All lines from the one with "Expected: one point per instance of the dog's front" to the end need to be copied exactly, with nothing before them.
— Start of Records to use —
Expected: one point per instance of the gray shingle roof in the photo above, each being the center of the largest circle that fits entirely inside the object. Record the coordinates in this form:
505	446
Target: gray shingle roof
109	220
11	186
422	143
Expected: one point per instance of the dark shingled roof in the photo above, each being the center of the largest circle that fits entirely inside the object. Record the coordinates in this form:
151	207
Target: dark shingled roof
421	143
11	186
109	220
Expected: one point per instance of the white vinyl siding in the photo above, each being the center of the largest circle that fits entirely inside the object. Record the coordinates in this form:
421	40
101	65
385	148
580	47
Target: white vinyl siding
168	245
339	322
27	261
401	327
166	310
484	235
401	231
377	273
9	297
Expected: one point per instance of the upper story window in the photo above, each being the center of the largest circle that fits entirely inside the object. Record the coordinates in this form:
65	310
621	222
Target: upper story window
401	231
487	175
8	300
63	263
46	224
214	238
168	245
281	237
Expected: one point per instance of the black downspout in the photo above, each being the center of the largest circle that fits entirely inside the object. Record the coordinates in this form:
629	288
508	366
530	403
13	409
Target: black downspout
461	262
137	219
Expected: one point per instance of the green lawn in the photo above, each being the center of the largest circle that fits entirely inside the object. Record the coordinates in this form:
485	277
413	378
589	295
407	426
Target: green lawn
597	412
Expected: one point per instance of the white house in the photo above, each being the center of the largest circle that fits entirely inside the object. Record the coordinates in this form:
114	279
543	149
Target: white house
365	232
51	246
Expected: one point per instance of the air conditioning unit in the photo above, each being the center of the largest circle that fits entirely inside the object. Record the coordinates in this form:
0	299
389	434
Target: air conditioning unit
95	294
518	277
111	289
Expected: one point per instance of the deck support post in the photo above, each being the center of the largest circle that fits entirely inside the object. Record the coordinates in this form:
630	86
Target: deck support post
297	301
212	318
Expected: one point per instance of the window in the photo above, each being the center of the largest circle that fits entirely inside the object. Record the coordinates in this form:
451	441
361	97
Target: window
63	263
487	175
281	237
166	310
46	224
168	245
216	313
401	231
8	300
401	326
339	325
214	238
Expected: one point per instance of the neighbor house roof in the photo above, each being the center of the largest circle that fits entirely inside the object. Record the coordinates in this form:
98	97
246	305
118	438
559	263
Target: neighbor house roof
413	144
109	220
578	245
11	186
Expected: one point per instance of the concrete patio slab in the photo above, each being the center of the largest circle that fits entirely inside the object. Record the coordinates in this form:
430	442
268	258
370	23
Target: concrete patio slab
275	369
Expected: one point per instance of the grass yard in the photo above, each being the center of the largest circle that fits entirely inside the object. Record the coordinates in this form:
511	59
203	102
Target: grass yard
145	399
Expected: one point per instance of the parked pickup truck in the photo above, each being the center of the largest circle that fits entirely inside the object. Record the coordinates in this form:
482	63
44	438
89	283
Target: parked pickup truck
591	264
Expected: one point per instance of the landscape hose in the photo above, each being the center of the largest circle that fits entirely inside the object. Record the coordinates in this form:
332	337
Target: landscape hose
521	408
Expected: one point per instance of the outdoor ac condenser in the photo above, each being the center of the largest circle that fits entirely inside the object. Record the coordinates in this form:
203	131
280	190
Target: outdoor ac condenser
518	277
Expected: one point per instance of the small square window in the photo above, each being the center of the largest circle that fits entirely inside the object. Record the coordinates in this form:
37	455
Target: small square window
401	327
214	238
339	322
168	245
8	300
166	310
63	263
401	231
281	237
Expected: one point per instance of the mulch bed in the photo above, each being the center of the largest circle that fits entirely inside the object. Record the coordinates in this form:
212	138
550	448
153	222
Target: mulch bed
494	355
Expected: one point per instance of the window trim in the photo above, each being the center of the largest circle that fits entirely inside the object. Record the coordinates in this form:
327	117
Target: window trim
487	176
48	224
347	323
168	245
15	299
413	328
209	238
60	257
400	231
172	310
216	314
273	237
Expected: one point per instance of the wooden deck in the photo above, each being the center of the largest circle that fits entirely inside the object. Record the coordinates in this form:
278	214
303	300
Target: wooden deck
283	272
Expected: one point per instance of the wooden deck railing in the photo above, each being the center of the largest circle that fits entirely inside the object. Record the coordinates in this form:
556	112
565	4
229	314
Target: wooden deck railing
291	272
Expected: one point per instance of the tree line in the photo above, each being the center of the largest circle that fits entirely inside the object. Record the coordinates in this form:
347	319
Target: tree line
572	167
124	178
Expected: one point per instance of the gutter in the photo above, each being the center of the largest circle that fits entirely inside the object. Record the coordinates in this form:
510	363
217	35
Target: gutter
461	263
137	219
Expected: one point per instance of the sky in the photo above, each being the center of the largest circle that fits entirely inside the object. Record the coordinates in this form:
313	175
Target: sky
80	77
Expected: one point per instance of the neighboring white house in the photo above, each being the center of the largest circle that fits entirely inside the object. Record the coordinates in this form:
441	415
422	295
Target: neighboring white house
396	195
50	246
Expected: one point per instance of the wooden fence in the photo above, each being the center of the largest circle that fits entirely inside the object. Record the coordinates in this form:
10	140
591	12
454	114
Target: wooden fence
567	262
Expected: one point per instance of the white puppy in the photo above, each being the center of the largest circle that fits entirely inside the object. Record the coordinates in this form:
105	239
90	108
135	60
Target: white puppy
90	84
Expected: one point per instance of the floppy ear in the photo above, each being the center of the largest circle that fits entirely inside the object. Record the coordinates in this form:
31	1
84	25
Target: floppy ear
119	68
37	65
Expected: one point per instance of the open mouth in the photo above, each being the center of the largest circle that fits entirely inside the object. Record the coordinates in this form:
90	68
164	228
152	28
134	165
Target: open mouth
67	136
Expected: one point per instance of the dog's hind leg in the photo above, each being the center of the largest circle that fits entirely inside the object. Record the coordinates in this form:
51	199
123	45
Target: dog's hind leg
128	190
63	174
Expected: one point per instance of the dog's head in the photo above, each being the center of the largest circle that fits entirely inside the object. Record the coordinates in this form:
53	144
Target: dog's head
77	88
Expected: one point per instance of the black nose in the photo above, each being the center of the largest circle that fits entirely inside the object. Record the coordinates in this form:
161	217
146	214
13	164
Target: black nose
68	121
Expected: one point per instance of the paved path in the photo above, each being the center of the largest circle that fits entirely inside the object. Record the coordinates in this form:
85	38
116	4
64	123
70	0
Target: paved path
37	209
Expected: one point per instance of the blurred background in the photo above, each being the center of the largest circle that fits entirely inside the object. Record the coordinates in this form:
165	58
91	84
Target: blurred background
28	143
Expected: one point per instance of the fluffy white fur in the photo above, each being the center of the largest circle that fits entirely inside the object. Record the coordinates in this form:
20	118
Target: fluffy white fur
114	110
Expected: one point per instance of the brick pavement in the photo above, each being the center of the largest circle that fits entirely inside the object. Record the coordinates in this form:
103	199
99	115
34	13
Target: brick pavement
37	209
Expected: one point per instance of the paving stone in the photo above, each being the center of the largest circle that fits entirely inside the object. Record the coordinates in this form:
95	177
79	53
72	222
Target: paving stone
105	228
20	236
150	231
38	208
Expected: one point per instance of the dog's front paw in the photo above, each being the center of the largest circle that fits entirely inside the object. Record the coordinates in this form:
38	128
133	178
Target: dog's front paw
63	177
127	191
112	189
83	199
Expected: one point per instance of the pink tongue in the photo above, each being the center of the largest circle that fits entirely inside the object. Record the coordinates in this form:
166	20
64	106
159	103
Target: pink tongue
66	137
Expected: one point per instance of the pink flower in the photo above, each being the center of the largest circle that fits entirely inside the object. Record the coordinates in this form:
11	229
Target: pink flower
— End of Records to use —
▶ [Completed task]:
Expected: one point per instance of the dog's front paw in the photo above, each being the center of the largest circle that fits entirely inside the object. Record the coordinates in this form:
38	128
133	178
Target: dog's front paw
63	177
127	191
112	189
83	199
Expected: one point per instance of the pink tongue in the photo above, each being the center of the largest circle that fits entirely inside the object. Record the coordinates in this form:
166	20
64	106
159	103
Target: pink tongue
66	137
Expected: one point per instance of the pink flower in the photo above, each being the center of the largest circle that fits entirely inside the object. Record the coordinates in this form:
11	229
Target: pink flower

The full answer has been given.